EXERCISE DESCRIPTION
Reproduce every one of the items below word for word, leaving out the pictures.

(Items from a dataset)
┏━━
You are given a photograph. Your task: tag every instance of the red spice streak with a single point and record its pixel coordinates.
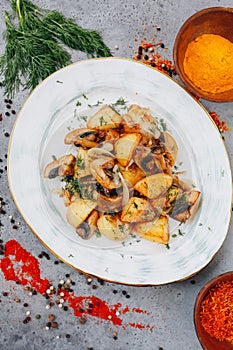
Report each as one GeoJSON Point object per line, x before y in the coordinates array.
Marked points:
{"type": "Point", "coordinates": [99, 308]}
{"type": "Point", "coordinates": [19, 265]}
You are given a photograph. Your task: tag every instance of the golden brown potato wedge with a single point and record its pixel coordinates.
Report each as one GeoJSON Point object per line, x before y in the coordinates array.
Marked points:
{"type": "Point", "coordinates": [137, 210]}
{"type": "Point", "coordinates": [184, 206]}
{"type": "Point", "coordinates": [78, 211]}
{"type": "Point", "coordinates": [132, 174]}
{"type": "Point", "coordinates": [112, 228]}
{"type": "Point", "coordinates": [125, 146]}
{"type": "Point", "coordinates": [154, 185]}
{"type": "Point", "coordinates": [159, 203]}
{"type": "Point", "coordinates": [104, 118]}
{"type": "Point", "coordinates": [82, 137]}
{"type": "Point", "coordinates": [62, 166]}
{"type": "Point", "coordinates": [154, 231]}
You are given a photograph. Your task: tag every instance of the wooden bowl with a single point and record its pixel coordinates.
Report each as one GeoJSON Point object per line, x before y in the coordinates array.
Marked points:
{"type": "Point", "coordinates": [213, 20]}
{"type": "Point", "coordinates": [208, 342]}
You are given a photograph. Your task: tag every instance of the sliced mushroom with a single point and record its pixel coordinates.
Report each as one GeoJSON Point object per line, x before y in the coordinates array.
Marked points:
{"type": "Point", "coordinates": [171, 148]}
{"type": "Point", "coordinates": [87, 229]}
{"type": "Point", "coordinates": [62, 166]}
{"type": "Point", "coordinates": [102, 170]}
{"type": "Point", "coordinates": [184, 205]}
{"type": "Point", "coordinates": [113, 228]}
{"type": "Point", "coordinates": [148, 162]}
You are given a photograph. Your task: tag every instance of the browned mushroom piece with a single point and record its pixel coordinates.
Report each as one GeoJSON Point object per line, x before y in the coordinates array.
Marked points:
{"type": "Point", "coordinates": [149, 162]}
{"type": "Point", "coordinates": [62, 166]}
{"type": "Point", "coordinates": [103, 171]}
{"type": "Point", "coordinates": [87, 229]}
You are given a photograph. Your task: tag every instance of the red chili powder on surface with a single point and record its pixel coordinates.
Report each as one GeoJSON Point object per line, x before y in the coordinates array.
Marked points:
{"type": "Point", "coordinates": [20, 266]}
{"type": "Point", "coordinates": [217, 312]}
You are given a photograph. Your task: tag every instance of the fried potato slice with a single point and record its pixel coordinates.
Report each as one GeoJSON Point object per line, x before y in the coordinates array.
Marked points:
{"type": "Point", "coordinates": [78, 211]}
{"type": "Point", "coordinates": [154, 185]}
{"type": "Point", "coordinates": [105, 118]}
{"type": "Point", "coordinates": [132, 174]}
{"type": "Point", "coordinates": [125, 147]}
{"type": "Point", "coordinates": [112, 228]}
{"type": "Point", "coordinates": [154, 231]}
{"type": "Point", "coordinates": [137, 210]}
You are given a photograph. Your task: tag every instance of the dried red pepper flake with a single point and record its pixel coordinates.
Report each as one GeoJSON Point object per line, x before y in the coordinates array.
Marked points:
{"type": "Point", "coordinates": [222, 125]}
{"type": "Point", "coordinates": [20, 265]}
{"type": "Point", "coordinates": [216, 312]}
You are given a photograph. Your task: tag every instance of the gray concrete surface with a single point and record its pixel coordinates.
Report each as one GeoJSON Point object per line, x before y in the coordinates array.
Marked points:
{"type": "Point", "coordinates": [171, 306]}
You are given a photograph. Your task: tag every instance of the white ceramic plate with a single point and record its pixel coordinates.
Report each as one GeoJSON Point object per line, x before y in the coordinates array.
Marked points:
{"type": "Point", "coordinates": [47, 115]}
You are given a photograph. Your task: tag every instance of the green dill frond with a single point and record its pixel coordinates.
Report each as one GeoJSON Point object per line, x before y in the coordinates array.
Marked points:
{"type": "Point", "coordinates": [75, 37]}
{"type": "Point", "coordinates": [35, 45]}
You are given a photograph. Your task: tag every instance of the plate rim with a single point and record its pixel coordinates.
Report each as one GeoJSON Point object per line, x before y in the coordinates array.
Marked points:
{"type": "Point", "coordinates": [38, 236]}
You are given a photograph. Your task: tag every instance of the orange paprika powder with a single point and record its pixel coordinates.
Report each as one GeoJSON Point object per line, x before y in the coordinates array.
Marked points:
{"type": "Point", "coordinates": [217, 312]}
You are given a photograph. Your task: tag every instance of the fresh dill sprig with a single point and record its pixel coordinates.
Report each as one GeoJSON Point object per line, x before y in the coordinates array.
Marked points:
{"type": "Point", "coordinates": [35, 45]}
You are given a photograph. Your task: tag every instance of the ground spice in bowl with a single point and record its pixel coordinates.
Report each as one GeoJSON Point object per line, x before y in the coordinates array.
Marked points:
{"type": "Point", "coordinates": [217, 311]}
{"type": "Point", "coordinates": [213, 313]}
{"type": "Point", "coordinates": [208, 63]}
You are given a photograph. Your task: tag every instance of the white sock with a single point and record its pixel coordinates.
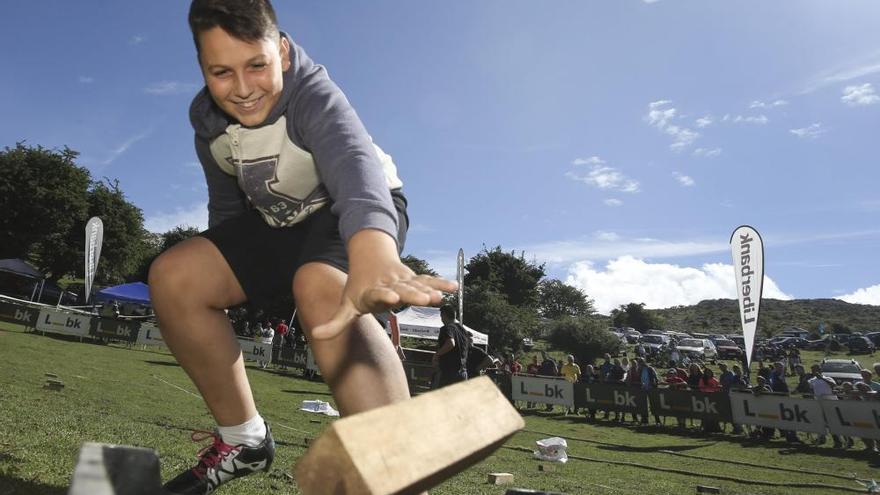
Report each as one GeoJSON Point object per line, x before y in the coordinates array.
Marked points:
{"type": "Point", "coordinates": [249, 433]}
┗━━
TASK ANSWER
You are given a photograph. Your task: tag every instance of the red spice streak with a single point and record its pixel coordinates.
Report each as one GeoJSON Point object per line, x before y in the coordinates array.
Marked points:
{"type": "Point", "coordinates": [99, 308]}
{"type": "Point", "coordinates": [19, 265]}
You are given a photograph. Your task: tag every instance of the golden brown potato wedge with a single point and record its pixel coordinates.
Report each as one GeoJSON Point object per line, x before y in the coordinates array.
Marked points:
{"type": "Point", "coordinates": [137, 210]}
{"type": "Point", "coordinates": [184, 206]}
{"type": "Point", "coordinates": [78, 211]}
{"type": "Point", "coordinates": [132, 174]}
{"type": "Point", "coordinates": [112, 228]}
{"type": "Point", "coordinates": [125, 146]}
{"type": "Point", "coordinates": [154, 185]}
{"type": "Point", "coordinates": [159, 203]}
{"type": "Point", "coordinates": [104, 118]}
{"type": "Point", "coordinates": [82, 137]}
{"type": "Point", "coordinates": [62, 166]}
{"type": "Point", "coordinates": [154, 231]}
You are given a photograph. Your task: tag every instance of the wooden bowl with a single point and record its pixel coordinates.
Report each as one GeoJSON Point object per line, x before y in the coordinates array.
Marked points:
{"type": "Point", "coordinates": [213, 20]}
{"type": "Point", "coordinates": [208, 342]}
You are given a photograph. Your task: tag every instance of the sliced mushroom with a single point and record its pixel coordinates.
Report each as one GeoJSON Point object per line, x before y in the coordinates array.
Marked points:
{"type": "Point", "coordinates": [171, 148]}
{"type": "Point", "coordinates": [87, 229]}
{"type": "Point", "coordinates": [62, 166]}
{"type": "Point", "coordinates": [102, 170]}
{"type": "Point", "coordinates": [184, 205]}
{"type": "Point", "coordinates": [113, 228]}
{"type": "Point", "coordinates": [148, 162]}
You are given a photograph. Your task: tag every instance of the browned mushroom piece with a single point and record its pixel coordinates.
Report each as one GeoJSON Point object per line, x before y in the coordinates array.
Marked points:
{"type": "Point", "coordinates": [149, 162]}
{"type": "Point", "coordinates": [62, 166]}
{"type": "Point", "coordinates": [103, 171]}
{"type": "Point", "coordinates": [87, 229]}
You are given a photograph. Your task: tag every instance of the red chili powder on surface with a single point and record its pixel coordinates.
Report each as one GeoJSON Point object per line, x before y in the coordinates array.
Marked points:
{"type": "Point", "coordinates": [20, 266]}
{"type": "Point", "coordinates": [217, 312]}
You are given a photograph. Your task: tag every instance of the fried potato slice with a single point and record its pixel coordinates.
Report each as one GeoJSON Point object per line, x before y in the coordinates array.
Marked points:
{"type": "Point", "coordinates": [78, 211]}
{"type": "Point", "coordinates": [154, 185]}
{"type": "Point", "coordinates": [105, 118]}
{"type": "Point", "coordinates": [132, 174]}
{"type": "Point", "coordinates": [125, 147]}
{"type": "Point", "coordinates": [112, 228]}
{"type": "Point", "coordinates": [154, 231]}
{"type": "Point", "coordinates": [137, 210]}
You are given a photograph. Your task: tag every instance of the dried red pepper flake with a single point and record its pixel coordinates.
Report each as one GeoJSON Point object per line, x before y in the coordinates array.
Marked points:
{"type": "Point", "coordinates": [222, 125]}
{"type": "Point", "coordinates": [20, 265]}
{"type": "Point", "coordinates": [216, 312]}
You are given a photograph. Your task: tag every instance of the gray concrete surface with a single point and record its pixel coordinates.
Report each as one GeoJSON Point object per line, x before y in the coordinates array.
Marked points:
{"type": "Point", "coordinates": [171, 306]}
You are given a photograph. Your task: tag every instance of the white ceramic plate with a single point and record its pixel coordinates.
Report each as one GeoJSON Point object per line, x before y in the coordinates array.
Marked points:
{"type": "Point", "coordinates": [47, 115]}
You are given a photograph. Your task: tag every instance of the green dill frond with a single point and record its pixel coordinates.
Report each as one GeoJSON Point object per line, x before y in the coordinates array.
Marked points:
{"type": "Point", "coordinates": [75, 37]}
{"type": "Point", "coordinates": [35, 45]}
You are given a photograph. Your task: tag every instance of the plate rim with a single point and record its pixel coordinates.
Report each as one GeoJSON Point object per line, x before y in the coordinates array.
Marked points:
{"type": "Point", "coordinates": [38, 236]}
You are given a photograph. Your task: tag every instance of the orange paprika powder with a single point and record its pixel coordinates.
Report each as one GeoJSON Point object per line, x before y in the coordinates array.
Marked points:
{"type": "Point", "coordinates": [217, 312]}
You are given a photograph. Your task: tag every instance of the fresh dill sprig with a single point and record its pixel coordinates.
Report each as one GeoJSON Point object per line, x before y in the coordinates array.
Marked points:
{"type": "Point", "coordinates": [35, 45]}
You are given a photograph. Your task: tag every instance of the ground spice in bowl with a single point and record its pixel coordinates.
Report each as one GeoJSON Point object per line, x before y in the coordinates array.
Marked points:
{"type": "Point", "coordinates": [217, 311]}
{"type": "Point", "coordinates": [213, 313]}
{"type": "Point", "coordinates": [208, 63]}
You are given a photograph. Your task: tag every instance of the white sock with a single point and record its pixel coordinates.
Report each as one GeoJSON Point object per line, x before y in the coordinates array.
Marked points:
{"type": "Point", "coordinates": [249, 433]}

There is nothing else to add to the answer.